%%

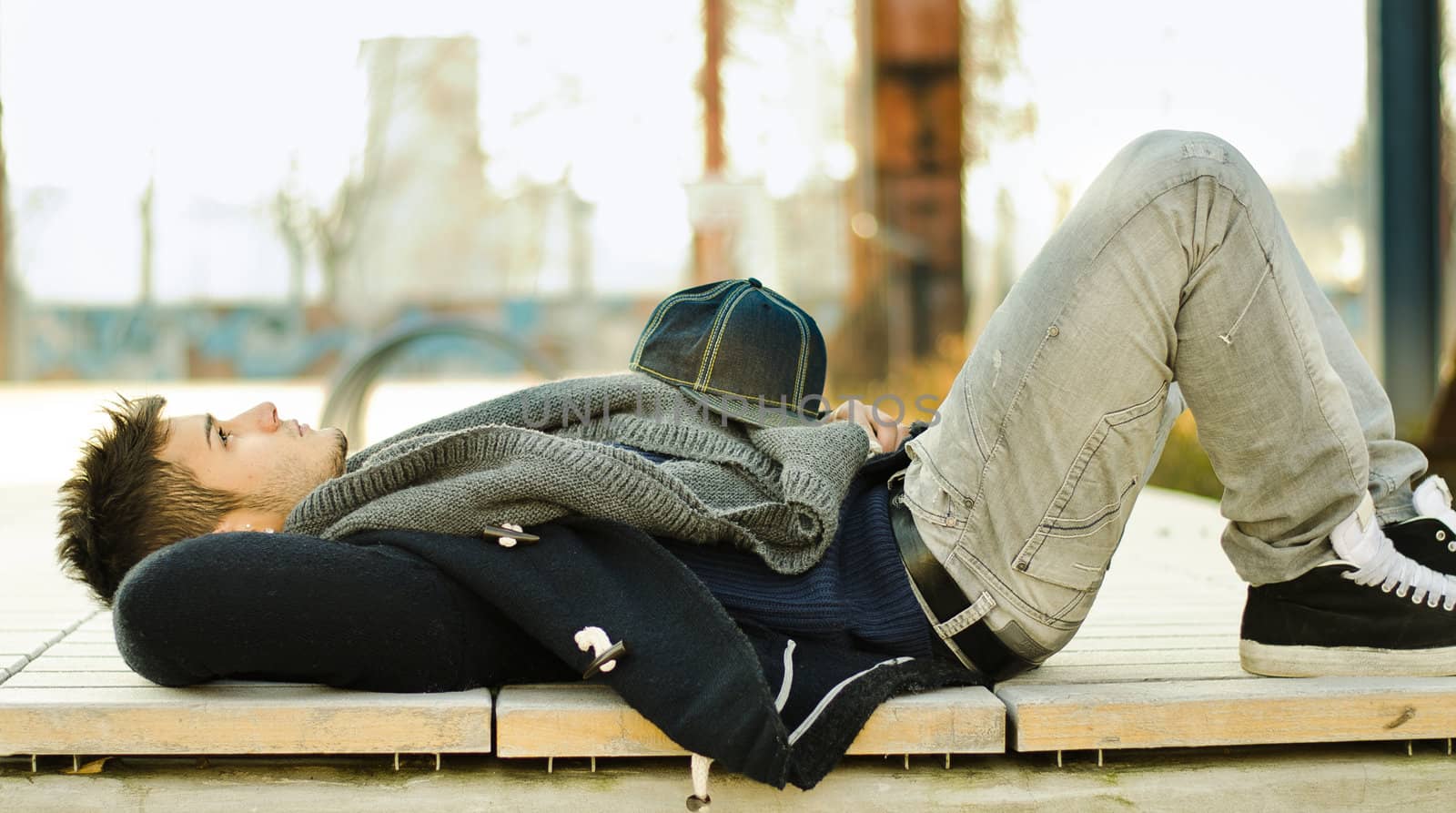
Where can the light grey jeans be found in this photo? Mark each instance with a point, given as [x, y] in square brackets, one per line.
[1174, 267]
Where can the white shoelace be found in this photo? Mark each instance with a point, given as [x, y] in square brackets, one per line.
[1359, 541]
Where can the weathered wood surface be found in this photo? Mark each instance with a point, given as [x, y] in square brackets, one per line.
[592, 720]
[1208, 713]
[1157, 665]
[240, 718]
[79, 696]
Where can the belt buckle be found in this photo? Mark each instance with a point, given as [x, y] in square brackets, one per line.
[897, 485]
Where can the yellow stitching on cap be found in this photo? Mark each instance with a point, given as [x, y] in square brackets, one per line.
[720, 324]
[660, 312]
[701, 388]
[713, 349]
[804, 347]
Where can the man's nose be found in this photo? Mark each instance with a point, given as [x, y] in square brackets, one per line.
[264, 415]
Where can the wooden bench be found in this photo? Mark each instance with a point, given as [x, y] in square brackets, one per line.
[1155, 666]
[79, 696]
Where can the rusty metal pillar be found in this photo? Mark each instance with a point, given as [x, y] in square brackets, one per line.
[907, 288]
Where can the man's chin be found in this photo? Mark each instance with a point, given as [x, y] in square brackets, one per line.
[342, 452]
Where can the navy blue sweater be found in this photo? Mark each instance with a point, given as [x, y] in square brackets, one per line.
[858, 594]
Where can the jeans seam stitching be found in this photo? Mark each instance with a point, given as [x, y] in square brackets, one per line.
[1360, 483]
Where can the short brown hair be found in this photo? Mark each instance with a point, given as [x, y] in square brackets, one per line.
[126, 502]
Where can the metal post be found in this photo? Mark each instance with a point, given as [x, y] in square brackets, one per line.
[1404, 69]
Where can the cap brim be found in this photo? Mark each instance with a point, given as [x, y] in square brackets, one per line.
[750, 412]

%%
%%

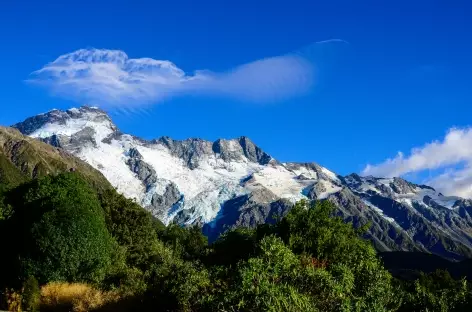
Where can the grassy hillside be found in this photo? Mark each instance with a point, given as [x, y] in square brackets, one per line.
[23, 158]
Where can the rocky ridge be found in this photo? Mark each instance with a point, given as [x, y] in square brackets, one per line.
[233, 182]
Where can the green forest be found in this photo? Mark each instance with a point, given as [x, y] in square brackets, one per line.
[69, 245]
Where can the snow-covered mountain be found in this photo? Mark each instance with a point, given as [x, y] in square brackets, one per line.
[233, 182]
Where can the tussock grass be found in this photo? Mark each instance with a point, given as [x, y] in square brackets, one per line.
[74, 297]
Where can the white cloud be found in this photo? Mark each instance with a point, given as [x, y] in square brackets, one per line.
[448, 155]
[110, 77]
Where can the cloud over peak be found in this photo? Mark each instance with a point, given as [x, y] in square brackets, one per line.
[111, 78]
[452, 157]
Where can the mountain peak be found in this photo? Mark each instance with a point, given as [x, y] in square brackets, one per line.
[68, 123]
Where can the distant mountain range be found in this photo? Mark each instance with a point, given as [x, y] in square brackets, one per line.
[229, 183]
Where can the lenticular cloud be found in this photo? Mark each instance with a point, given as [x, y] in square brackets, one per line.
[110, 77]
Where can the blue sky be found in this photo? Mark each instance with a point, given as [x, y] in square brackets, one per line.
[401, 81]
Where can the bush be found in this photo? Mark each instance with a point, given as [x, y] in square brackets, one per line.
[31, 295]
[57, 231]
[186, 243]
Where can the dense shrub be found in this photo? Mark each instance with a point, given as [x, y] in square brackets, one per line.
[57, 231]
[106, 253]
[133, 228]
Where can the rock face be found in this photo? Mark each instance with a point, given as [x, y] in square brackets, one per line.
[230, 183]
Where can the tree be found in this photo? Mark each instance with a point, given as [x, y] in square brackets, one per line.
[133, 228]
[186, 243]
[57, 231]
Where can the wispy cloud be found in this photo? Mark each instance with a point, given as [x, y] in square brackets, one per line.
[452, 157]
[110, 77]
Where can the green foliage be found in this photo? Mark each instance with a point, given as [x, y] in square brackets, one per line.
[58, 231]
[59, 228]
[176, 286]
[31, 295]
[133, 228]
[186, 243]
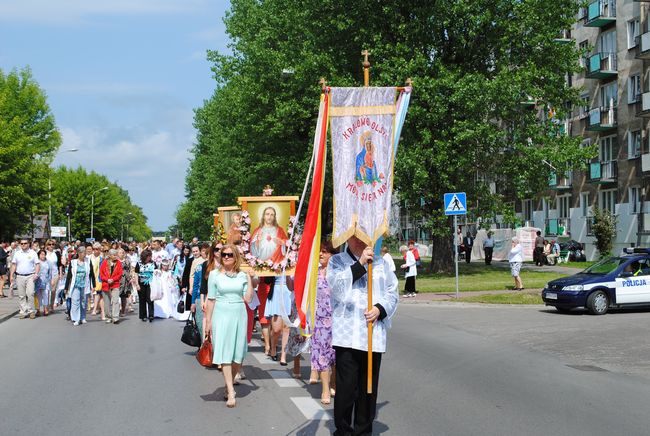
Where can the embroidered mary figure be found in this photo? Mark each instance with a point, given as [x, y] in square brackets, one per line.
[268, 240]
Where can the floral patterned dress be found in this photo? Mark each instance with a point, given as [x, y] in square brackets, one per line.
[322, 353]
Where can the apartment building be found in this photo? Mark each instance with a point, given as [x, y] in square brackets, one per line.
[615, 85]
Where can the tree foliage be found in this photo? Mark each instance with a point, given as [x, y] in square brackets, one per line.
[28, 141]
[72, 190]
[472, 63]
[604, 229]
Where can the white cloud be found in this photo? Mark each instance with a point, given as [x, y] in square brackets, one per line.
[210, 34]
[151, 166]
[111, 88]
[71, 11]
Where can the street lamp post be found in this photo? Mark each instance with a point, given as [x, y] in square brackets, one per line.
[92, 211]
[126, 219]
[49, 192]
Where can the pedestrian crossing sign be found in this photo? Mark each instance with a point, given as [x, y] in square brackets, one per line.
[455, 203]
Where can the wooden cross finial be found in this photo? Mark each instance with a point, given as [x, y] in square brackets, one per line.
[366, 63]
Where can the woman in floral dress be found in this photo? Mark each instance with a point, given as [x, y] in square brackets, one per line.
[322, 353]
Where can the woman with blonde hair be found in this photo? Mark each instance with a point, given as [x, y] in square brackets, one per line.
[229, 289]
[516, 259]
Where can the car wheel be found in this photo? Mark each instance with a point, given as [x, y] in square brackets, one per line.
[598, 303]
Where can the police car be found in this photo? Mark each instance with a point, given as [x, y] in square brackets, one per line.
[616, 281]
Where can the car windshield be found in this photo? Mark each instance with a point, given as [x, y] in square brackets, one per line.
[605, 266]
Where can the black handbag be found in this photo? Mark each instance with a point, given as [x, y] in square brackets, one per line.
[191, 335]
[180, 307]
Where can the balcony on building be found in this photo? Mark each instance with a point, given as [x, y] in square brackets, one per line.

%%

Task statement - Everything from the line with "Where can the car windshield" through the line with "Where can the balcony" in the listing above must be retyped exactly, with nothing added.

Response -
Where can the car windshield be found in this photo? Mark each instance with a point, given as [x, y] in square brackets, one per line.
[605, 266]
Where can the black handbag be found in this photo? Mark each instance with a point, given as [x, y] in square brackets, one per line.
[191, 335]
[180, 307]
Where can the balcony on building be found in this photo? Mark each instance with a point, given as [x, y] in square brackets, one per line.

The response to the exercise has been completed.